Work to be completed
Nothing should be left out: output all of the entries exactly.

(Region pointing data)
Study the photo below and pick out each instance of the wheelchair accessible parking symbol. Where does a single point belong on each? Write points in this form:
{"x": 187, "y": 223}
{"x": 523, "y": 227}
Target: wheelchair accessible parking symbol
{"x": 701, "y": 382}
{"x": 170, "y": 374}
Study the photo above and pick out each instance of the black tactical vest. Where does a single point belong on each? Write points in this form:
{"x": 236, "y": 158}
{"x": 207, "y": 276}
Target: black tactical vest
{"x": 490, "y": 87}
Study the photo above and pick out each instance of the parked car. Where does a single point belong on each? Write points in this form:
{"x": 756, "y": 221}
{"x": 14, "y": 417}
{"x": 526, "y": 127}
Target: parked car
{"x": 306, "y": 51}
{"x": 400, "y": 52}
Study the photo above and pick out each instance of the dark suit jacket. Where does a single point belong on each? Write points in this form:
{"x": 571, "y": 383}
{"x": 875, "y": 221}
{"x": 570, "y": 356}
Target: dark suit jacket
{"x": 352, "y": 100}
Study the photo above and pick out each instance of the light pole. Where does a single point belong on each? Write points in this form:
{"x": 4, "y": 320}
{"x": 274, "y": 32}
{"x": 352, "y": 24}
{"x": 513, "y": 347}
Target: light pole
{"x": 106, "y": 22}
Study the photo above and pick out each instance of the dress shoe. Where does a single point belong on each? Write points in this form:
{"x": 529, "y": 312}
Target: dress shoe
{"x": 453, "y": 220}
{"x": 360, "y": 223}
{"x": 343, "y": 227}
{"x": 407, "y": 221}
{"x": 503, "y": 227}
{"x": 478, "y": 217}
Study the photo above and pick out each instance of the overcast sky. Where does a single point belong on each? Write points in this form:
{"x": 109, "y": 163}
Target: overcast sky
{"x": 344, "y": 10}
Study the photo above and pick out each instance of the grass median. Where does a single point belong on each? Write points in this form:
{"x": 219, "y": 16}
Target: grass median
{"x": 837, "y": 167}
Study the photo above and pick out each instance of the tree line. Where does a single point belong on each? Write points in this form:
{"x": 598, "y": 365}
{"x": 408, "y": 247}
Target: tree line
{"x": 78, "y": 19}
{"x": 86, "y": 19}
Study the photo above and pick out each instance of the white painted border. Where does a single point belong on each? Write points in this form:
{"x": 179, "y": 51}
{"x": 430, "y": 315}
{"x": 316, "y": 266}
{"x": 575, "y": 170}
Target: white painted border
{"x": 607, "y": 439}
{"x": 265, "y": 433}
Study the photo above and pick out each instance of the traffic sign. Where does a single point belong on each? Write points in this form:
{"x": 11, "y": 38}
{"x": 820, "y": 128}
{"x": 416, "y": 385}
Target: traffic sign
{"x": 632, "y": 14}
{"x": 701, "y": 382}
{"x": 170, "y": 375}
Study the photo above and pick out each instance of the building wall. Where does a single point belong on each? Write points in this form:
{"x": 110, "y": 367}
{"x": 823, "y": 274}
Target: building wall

Written reply
Study the photo below and pick out each instance of the wheelchair accessible parking symbol. Where does a single point belong on each? Write points in this form:
{"x": 187, "y": 223}
{"x": 523, "y": 227}
Target: wheelchair accessible parking symbol
{"x": 701, "y": 382}
{"x": 170, "y": 374}
Study the photo above and pick out each instance of the black tactical vest. Where does a single point belong on each? Write points in this form:
{"x": 236, "y": 158}
{"x": 207, "y": 276}
Target: black tactical vest
{"x": 490, "y": 87}
Study the photo above and pick out each instance of the parked car. Where does a single point belong on each? Write points in this form:
{"x": 756, "y": 221}
{"x": 14, "y": 417}
{"x": 526, "y": 127}
Target: parked car
{"x": 306, "y": 51}
{"x": 400, "y": 52}
Study the photo above and pick out each instance of the dark suit jacket. Where does a single point belong on each? Write points in this form:
{"x": 571, "y": 383}
{"x": 875, "y": 221}
{"x": 570, "y": 356}
Target: dark suit jacket
{"x": 352, "y": 100}
Study the photo above and pick out each instance of the light pole. Where does a single point belong on each? Write points in this form:
{"x": 4, "y": 320}
{"x": 274, "y": 32}
{"x": 352, "y": 24}
{"x": 513, "y": 347}
Target: light pole
{"x": 106, "y": 22}
Study the photo above and pick out each instance of the dress shoe. Where does a single point belong on each? Write points in this form:
{"x": 529, "y": 312}
Target: dress shoe
{"x": 453, "y": 220}
{"x": 360, "y": 223}
{"x": 343, "y": 227}
{"x": 407, "y": 221}
{"x": 503, "y": 227}
{"x": 478, "y": 217}
Study the photo above and pick out each instance of the overcast sky. Where does a single point belong on each? Write points in this form:
{"x": 109, "y": 163}
Target: overcast sky
{"x": 344, "y": 10}
Study the photo above and pick out each instance of the grass median. Where does a single point belong on each? Write points in this form:
{"x": 219, "y": 16}
Target: grass median
{"x": 837, "y": 167}
Study the photo above and pick out each instance of the tree line. Where does a single point belong on each? Write points in this form:
{"x": 598, "y": 365}
{"x": 408, "y": 247}
Target: tree line
{"x": 78, "y": 19}
{"x": 86, "y": 19}
Study the photo above and pick out each instance of the white painted border. Where does a single point belong on each? Write points in this form:
{"x": 179, "y": 51}
{"x": 430, "y": 315}
{"x": 316, "y": 266}
{"x": 575, "y": 170}
Target: white painted border
{"x": 607, "y": 439}
{"x": 265, "y": 433}
Study the photo above and pick out each instance of the traffic sign. Where does a single point belong on each? Write points in this form:
{"x": 11, "y": 38}
{"x": 820, "y": 128}
{"x": 416, "y": 385}
Target: traffic sign
{"x": 632, "y": 14}
{"x": 701, "y": 382}
{"x": 170, "y": 375}
Study the photo above and pick out each instance of the building wall. Where does a single point belong on each? Write points in this form:
{"x": 110, "y": 367}
{"x": 823, "y": 274}
Target: building wall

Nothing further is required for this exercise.